— ABOUT THIS TASK —
Return only the number of lines in the entries below that hold the word "lion".

— SOURCE DATA —
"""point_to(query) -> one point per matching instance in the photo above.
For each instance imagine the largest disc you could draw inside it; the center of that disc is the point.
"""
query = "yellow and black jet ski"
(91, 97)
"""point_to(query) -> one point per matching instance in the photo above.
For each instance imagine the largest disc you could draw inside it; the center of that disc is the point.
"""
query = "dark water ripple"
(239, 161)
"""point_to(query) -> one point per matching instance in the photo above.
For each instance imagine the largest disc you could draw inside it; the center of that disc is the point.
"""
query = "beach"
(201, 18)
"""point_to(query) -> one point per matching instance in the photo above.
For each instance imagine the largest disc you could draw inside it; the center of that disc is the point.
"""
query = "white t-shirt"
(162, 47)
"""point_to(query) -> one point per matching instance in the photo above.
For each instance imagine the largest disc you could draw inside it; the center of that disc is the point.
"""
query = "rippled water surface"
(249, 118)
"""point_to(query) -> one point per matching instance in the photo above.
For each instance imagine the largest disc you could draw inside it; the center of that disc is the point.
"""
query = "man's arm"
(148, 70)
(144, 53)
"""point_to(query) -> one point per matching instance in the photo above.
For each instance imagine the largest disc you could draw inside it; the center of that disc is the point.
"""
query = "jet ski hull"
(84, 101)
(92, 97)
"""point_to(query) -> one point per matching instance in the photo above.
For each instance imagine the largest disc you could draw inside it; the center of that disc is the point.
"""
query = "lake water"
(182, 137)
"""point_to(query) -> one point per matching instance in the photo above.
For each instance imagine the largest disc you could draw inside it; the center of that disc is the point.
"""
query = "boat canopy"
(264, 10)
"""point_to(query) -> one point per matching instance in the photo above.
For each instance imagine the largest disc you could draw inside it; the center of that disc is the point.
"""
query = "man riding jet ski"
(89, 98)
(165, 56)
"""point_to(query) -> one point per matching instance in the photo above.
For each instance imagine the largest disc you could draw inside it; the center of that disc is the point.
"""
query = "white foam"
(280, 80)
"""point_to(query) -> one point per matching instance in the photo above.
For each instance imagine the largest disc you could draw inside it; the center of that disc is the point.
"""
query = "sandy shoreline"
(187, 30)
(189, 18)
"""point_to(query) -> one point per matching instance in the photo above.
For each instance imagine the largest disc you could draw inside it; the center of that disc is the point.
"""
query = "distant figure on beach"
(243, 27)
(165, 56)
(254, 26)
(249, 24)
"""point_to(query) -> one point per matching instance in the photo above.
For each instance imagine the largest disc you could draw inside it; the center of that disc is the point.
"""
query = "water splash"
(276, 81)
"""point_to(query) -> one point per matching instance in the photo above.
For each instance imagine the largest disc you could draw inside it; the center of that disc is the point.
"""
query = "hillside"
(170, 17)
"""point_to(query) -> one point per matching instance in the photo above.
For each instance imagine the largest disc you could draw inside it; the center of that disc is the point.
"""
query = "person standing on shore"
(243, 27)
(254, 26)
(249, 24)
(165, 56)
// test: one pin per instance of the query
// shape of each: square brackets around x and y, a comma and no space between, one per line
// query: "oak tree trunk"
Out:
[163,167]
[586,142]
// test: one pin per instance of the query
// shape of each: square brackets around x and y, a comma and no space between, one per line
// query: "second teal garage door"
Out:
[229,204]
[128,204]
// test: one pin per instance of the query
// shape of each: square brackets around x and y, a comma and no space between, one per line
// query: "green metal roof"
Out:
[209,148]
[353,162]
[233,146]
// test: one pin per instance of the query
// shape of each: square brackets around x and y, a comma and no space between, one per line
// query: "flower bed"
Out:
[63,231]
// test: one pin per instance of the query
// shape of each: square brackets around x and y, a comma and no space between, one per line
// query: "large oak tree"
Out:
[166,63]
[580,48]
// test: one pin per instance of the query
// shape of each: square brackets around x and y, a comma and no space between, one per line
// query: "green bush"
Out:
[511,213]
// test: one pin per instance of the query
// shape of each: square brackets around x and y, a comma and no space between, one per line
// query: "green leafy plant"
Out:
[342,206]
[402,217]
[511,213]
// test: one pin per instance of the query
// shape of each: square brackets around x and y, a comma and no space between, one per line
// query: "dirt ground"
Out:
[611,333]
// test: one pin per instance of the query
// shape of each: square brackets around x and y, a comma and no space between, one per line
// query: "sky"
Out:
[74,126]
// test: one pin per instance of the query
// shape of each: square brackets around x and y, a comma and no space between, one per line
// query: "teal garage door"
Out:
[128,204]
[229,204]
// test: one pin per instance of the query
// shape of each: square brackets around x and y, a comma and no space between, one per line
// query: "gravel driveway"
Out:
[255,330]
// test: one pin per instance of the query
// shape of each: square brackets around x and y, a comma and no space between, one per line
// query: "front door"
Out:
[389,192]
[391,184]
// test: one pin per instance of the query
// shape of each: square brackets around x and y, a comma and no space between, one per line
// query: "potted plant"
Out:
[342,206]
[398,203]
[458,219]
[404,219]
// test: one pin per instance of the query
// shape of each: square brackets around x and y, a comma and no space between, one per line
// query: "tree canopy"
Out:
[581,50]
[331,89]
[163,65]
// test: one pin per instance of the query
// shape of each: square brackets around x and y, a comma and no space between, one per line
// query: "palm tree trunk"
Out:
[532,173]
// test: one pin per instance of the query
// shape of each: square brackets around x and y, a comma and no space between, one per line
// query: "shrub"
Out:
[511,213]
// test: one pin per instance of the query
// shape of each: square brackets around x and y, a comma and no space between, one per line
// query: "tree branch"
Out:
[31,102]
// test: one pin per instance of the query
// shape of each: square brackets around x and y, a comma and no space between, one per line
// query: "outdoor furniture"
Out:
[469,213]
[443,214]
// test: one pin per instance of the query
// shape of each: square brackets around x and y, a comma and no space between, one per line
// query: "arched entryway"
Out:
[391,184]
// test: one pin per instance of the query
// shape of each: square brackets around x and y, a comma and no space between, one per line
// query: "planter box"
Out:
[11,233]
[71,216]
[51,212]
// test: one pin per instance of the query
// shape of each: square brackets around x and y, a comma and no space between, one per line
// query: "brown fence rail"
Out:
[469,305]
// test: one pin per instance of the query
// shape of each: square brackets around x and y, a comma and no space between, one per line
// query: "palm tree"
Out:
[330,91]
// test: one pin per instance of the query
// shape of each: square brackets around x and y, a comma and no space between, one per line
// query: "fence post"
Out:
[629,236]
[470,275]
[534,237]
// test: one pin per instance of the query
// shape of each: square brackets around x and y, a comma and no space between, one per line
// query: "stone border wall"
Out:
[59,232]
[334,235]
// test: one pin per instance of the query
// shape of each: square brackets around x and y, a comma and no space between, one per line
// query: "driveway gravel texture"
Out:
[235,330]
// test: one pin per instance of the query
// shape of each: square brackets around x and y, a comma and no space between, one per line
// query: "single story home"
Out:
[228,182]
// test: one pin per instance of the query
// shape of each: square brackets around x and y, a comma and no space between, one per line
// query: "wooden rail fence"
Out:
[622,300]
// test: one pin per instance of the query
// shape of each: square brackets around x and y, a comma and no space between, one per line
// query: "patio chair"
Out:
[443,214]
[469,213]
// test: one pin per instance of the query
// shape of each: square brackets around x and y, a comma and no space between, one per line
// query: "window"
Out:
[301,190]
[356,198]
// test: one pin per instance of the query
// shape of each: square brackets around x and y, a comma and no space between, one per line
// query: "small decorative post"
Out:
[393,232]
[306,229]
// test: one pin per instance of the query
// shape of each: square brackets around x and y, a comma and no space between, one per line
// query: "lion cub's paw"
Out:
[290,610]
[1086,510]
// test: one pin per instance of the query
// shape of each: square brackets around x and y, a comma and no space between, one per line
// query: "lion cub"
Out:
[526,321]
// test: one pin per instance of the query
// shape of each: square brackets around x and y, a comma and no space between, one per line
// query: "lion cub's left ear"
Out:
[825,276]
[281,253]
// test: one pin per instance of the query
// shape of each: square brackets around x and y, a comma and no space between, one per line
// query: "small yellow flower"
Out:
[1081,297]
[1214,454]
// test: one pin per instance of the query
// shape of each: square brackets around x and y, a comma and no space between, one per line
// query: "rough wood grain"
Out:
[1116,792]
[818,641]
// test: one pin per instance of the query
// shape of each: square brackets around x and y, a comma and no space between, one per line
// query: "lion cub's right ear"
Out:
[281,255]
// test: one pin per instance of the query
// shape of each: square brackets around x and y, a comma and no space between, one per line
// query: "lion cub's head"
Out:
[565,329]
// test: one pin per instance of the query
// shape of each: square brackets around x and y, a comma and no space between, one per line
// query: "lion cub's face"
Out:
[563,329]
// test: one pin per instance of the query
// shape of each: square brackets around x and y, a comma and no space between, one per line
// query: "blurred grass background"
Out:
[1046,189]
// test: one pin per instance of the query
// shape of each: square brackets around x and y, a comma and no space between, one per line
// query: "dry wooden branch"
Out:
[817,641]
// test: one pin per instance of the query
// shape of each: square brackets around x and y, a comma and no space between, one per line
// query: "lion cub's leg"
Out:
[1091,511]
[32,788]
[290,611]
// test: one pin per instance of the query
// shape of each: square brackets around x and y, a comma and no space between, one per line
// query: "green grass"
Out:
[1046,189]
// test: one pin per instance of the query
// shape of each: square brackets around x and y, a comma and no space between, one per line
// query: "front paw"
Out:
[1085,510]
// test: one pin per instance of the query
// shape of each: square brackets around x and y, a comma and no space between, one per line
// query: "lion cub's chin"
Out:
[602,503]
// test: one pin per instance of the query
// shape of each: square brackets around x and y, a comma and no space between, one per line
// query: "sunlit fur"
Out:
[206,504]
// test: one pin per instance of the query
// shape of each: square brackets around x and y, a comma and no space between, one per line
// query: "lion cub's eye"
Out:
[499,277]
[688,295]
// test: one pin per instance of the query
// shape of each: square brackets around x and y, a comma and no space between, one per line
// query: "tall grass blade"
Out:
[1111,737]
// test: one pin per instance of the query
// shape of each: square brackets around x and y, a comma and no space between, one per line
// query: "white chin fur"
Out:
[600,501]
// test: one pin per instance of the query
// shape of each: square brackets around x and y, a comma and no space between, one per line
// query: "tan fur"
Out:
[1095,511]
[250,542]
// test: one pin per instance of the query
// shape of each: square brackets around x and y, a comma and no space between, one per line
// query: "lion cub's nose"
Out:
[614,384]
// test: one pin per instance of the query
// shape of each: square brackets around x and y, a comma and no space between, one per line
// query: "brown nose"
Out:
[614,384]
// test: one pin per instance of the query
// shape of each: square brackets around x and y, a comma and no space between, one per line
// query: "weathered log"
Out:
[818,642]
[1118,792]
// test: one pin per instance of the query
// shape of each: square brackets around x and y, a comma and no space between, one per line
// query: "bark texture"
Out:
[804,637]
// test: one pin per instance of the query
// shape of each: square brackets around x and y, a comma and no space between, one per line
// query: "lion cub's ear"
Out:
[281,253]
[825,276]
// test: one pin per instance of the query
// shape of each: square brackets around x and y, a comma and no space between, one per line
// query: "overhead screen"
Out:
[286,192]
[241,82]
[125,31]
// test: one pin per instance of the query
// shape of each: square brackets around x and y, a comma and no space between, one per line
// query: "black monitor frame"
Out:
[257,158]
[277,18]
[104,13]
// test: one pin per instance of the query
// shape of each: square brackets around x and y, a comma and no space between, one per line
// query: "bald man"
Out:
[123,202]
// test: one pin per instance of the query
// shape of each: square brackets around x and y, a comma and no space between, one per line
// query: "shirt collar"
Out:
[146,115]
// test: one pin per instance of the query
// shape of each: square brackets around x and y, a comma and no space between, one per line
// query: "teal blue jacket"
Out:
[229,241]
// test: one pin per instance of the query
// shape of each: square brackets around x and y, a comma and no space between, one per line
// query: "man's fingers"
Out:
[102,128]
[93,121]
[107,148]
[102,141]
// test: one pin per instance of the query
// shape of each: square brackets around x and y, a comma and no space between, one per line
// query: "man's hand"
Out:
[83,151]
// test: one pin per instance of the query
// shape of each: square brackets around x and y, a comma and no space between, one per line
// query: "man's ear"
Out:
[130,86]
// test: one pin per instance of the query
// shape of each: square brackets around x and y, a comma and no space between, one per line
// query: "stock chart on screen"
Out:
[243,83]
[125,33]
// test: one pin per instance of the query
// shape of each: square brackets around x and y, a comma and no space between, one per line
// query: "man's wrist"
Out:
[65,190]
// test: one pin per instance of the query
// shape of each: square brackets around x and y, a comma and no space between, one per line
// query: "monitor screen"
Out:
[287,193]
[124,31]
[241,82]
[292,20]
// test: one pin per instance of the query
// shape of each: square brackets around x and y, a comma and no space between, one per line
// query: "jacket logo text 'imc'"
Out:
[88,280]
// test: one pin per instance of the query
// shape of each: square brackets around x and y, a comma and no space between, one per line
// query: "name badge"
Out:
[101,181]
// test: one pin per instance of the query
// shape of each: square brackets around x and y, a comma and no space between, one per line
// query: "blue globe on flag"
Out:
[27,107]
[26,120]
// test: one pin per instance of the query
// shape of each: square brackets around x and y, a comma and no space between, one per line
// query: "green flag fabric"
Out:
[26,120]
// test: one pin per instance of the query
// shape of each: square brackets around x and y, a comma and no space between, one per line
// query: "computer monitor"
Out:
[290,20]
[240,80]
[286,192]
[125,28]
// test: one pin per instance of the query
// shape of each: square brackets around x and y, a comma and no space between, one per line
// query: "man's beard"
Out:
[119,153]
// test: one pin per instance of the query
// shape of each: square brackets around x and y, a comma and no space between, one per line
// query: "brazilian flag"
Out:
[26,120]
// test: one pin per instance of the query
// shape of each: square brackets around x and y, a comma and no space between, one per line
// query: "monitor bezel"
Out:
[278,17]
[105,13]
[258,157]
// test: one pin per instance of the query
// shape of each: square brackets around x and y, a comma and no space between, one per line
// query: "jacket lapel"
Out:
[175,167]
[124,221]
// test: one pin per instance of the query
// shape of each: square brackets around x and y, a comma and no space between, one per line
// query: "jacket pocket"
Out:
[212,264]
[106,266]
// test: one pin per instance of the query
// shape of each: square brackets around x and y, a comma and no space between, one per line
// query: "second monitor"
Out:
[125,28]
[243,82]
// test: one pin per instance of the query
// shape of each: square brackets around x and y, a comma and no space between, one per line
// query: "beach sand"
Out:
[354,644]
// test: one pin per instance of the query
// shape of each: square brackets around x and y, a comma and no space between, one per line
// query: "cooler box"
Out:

— OUTPUT FOR THIS EXERCISE —
11